WORK TO BE COMPLETED
Reproduce the material below word for word, keeping every line in its original order.
===============
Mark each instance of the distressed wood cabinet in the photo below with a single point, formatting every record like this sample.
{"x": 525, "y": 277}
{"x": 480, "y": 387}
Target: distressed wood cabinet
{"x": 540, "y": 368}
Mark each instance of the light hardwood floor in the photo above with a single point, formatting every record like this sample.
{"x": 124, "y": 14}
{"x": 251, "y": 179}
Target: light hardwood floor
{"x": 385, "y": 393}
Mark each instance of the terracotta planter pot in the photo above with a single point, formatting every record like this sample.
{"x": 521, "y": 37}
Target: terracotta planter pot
===============
THE SOLUTION
Mark each instance of the distressed wood cabinet in the photo below with a single point, formatting every record like this sample.
{"x": 525, "y": 277}
{"x": 480, "y": 387}
Target: distressed wood cabinet
{"x": 540, "y": 368}
Mark each instance of the light hardwood floor in the photo above with a single point, formatting every record like this sample.
{"x": 124, "y": 14}
{"x": 251, "y": 179}
Target: light hardwood floor
{"x": 385, "y": 393}
Mark each instance of the terracotta planter pot in the photo above with a single point, formatting every record like this sample.
{"x": 521, "y": 37}
Target: terracotta planter pot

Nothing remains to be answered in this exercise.